**GOAL OF THE EXERCISE:** Swap "Target" for "Category" everywhere in the data below, reproducing all other text unchanged and leaving out the pictures.

━━━━━ RECORDS TO USE ━━━━━

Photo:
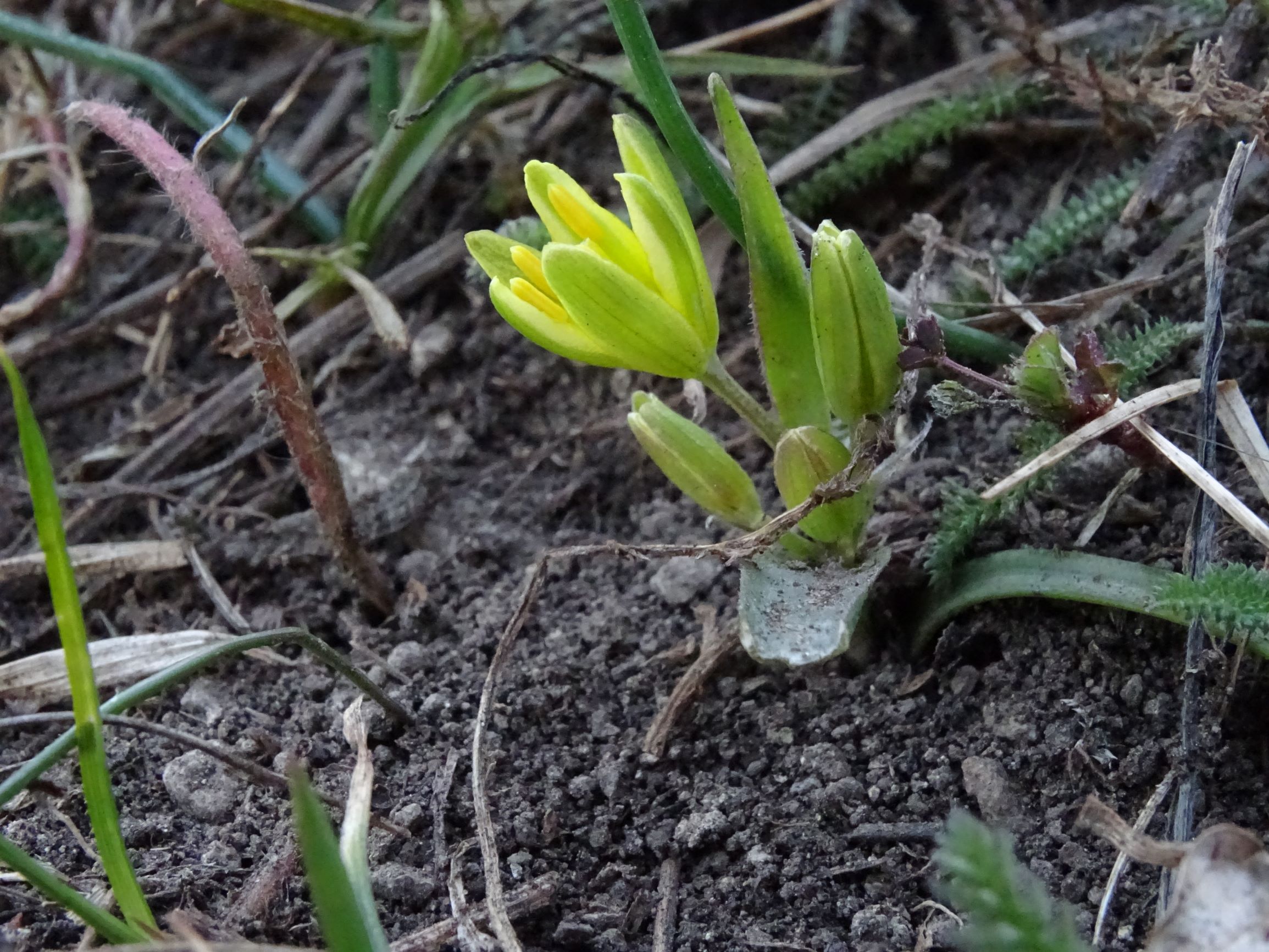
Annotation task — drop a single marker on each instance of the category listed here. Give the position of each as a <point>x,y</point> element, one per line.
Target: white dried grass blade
<point>1121,414</point>
<point>1234,507</point>
<point>384,314</point>
<point>357,819</point>
<point>41,679</point>
<point>1245,436</point>
<point>103,559</point>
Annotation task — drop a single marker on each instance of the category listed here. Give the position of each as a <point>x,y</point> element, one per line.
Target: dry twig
<point>291,399</point>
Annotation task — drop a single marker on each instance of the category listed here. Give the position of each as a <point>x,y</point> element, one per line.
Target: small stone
<point>221,856</point>
<point>573,934</point>
<point>420,564</point>
<point>1132,691</point>
<point>202,787</point>
<point>701,829</point>
<point>397,881</point>
<point>965,680</point>
<point>985,781</point>
<point>409,658</point>
<point>611,941</point>
<point>409,815</point>
<point>683,578</point>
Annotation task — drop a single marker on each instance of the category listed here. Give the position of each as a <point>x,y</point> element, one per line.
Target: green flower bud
<point>807,457</point>
<point>856,337</point>
<point>696,462</point>
<point>1041,378</point>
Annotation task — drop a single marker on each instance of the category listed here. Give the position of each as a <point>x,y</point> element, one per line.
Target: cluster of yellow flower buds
<point>639,296</point>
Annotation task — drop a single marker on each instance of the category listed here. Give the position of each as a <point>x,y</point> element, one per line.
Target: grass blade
<point>334,901</point>
<point>1042,573</point>
<point>663,99</point>
<point>51,885</point>
<point>404,153</point>
<point>102,810</point>
<point>335,23</point>
<point>777,273</point>
<point>158,683</point>
<point>357,820</point>
<point>186,101</point>
<point>1005,907</point>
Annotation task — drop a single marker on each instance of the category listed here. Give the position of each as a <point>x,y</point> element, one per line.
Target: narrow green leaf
<point>58,892</point>
<point>334,901</point>
<point>385,74</point>
<point>158,683</point>
<point>663,101</point>
<point>95,772</point>
<point>782,295</point>
<point>749,65</point>
<point>404,153</point>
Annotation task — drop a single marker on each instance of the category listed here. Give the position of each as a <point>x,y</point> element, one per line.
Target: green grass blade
<point>404,153</point>
<point>56,890</point>
<point>187,102</point>
<point>663,101</point>
<point>334,901</point>
<point>385,75</point>
<point>335,23</point>
<point>356,827</point>
<point>158,683</point>
<point>1042,573</point>
<point>777,274</point>
<point>102,810</point>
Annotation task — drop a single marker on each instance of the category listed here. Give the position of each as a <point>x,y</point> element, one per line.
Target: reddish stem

━━━━━

**EXERCISE RESPONSE:**
Photo:
Annotation task — drop a single marker on each instance of the category listed here. Give the position of each as a <point>x,y</point> element, one per line.
Category: white dried grass blade
<point>1121,414</point>
<point>1234,507</point>
<point>384,314</point>
<point>357,819</point>
<point>41,679</point>
<point>1245,436</point>
<point>103,559</point>
Annotation task — drop a single marker on each instance of the category listed here. Give the position of each as a <point>x,y</point> element, one per line.
Category: dry twig
<point>291,399</point>
Annotation task — drop a single marker on each instance of the category listed here. Give the position of each as a <point>x,y</point> element, one per line.
Category: small stone
<point>221,856</point>
<point>573,934</point>
<point>420,564</point>
<point>1132,691</point>
<point>202,787</point>
<point>701,829</point>
<point>397,881</point>
<point>965,680</point>
<point>985,781</point>
<point>409,658</point>
<point>611,941</point>
<point>409,815</point>
<point>683,578</point>
Annotation task — drop a single marker on each instance of the category listed here. Give the position of each as a <point>x,y</point> element, one per line.
Category: green flower bud
<point>807,457</point>
<point>856,337</point>
<point>696,462</point>
<point>1041,378</point>
Annotation task — drop a single marker on each instance of the category listed here. Give the position of each as a <point>x,y</point> element, one per line.
Category: cluster of yellow flower buds
<point>639,296</point>
Annotation task — drop a single marker on each instance of the category listed here. Give the position of each as a <point>x,y</point> element, one per line.
Category: grass blade
<point>334,901</point>
<point>1042,573</point>
<point>663,99</point>
<point>51,885</point>
<point>404,153</point>
<point>102,810</point>
<point>335,23</point>
<point>777,273</point>
<point>158,683</point>
<point>357,820</point>
<point>186,101</point>
<point>1005,907</point>
Annotation task — drop a single marker on each instance of the category listed here. Give the position of each as a <point>x,y</point> element, one per line.
Category: narrow green leaf
<point>58,892</point>
<point>334,901</point>
<point>385,74</point>
<point>158,683</point>
<point>663,101</point>
<point>95,772</point>
<point>782,295</point>
<point>749,65</point>
<point>404,153</point>
Annotation task — drop a single marker on each instance of the category listed here. Give the position of each as a <point>x,y</point> element, one per line.
Category: green grass blade
<point>404,153</point>
<point>56,890</point>
<point>187,102</point>
<point>663,101</point>
<point>334,901</point>
<point>385,75</point>
<point>335,23</point>
<point>356,827</point>
<point>158,683</point>
<point>1042,573</point>
<point>777,274</point>
<point>102,810</point>
Annotation task — drop a single marker on each instance of the category listed here. Give the position of each as a <point>x,y</point> element, one per line.
Category: reddish stem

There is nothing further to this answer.